- What is expected -
Reproduce the lines below without any change, beginning at the line that contains "net post padding." and ending after the line that contains "(174, 1032)". Include both of those lines and nothing outside them.

+ + + + + + +

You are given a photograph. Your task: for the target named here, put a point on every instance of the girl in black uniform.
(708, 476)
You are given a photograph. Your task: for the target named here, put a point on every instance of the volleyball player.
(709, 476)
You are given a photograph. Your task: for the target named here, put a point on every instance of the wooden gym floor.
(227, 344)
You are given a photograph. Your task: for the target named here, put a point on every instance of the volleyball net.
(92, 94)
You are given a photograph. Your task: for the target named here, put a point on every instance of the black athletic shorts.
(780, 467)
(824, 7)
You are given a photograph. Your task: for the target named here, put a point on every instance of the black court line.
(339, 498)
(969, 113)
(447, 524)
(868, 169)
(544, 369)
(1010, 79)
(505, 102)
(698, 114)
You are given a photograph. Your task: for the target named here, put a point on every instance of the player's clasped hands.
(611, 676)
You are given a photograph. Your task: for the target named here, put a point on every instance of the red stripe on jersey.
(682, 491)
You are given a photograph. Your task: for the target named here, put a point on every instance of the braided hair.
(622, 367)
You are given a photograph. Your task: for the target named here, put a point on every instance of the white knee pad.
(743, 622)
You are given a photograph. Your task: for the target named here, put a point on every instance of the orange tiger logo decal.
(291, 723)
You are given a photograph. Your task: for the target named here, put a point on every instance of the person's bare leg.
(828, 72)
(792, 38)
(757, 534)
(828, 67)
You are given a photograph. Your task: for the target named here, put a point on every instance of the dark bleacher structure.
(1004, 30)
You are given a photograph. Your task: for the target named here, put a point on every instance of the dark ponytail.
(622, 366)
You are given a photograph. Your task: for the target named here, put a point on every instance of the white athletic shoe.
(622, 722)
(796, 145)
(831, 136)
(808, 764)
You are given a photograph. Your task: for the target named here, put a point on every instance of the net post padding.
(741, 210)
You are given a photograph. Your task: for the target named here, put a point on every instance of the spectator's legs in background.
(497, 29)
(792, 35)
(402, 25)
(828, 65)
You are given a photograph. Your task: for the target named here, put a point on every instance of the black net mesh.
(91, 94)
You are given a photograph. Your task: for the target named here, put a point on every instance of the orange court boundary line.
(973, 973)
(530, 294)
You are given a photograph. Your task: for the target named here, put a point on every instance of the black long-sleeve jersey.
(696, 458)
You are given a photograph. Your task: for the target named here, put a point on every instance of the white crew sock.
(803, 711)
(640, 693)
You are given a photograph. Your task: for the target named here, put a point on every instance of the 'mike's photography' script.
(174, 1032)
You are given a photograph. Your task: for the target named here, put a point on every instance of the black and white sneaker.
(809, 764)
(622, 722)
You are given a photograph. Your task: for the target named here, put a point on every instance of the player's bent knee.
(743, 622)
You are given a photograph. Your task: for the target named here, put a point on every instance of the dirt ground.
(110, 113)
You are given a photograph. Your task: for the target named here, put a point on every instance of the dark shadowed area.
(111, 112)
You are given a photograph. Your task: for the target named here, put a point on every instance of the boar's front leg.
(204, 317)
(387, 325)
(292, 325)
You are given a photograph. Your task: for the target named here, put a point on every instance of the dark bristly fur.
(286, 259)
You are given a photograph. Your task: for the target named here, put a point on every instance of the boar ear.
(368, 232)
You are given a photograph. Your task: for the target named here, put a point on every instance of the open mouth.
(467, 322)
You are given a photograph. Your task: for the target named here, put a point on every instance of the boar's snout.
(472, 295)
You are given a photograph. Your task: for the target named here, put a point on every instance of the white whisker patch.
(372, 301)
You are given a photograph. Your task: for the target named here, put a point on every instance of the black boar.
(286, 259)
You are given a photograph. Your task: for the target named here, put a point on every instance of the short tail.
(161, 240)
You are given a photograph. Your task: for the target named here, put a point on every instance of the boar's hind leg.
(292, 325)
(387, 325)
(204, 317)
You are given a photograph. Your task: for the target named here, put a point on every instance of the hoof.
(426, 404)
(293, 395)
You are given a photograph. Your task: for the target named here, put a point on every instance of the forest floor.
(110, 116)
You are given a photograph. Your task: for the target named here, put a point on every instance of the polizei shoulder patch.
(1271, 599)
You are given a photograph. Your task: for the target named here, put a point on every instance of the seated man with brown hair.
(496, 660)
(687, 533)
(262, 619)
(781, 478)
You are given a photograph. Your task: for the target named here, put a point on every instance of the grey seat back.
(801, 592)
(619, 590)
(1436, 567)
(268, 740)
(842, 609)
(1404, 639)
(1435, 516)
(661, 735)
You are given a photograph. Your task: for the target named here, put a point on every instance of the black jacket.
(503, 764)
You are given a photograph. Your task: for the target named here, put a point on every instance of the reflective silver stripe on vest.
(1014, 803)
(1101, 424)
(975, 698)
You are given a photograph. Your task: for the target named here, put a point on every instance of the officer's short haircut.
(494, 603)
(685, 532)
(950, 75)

+ + + + + + +

- Complete output -
You are given a photograph. Your task: for the target named here, put a point on every instance of the net post padding.
(741, 210)
You are given a photograph. Your task: for the target named here, put a point on every instance of the spectator's legs in background.
(497, 29)
(792, 35)
(402, 25)
(828, 65)
You are given a photograph. Your task: for the target named here, put a point on every instance of the black net mesh.
(91, 94)
You are given a photograph. Your task: for the target named here, put a point on every instance of the orange court boundary line.
(973, 973)
(530, 294)
You are given a photograph. Your task: for the target named here, put a point on every instance of the black long-sleeve jersey.
(696, 458)
You are given a photograph. Your task: for the target named here, put a point on every instance of the white crew sock.
(803, 711)
(640, 693)
You are given a photograph. Your task: for the target named here, put a point on every instance of the 'mike's photography' script.
(174, 1032)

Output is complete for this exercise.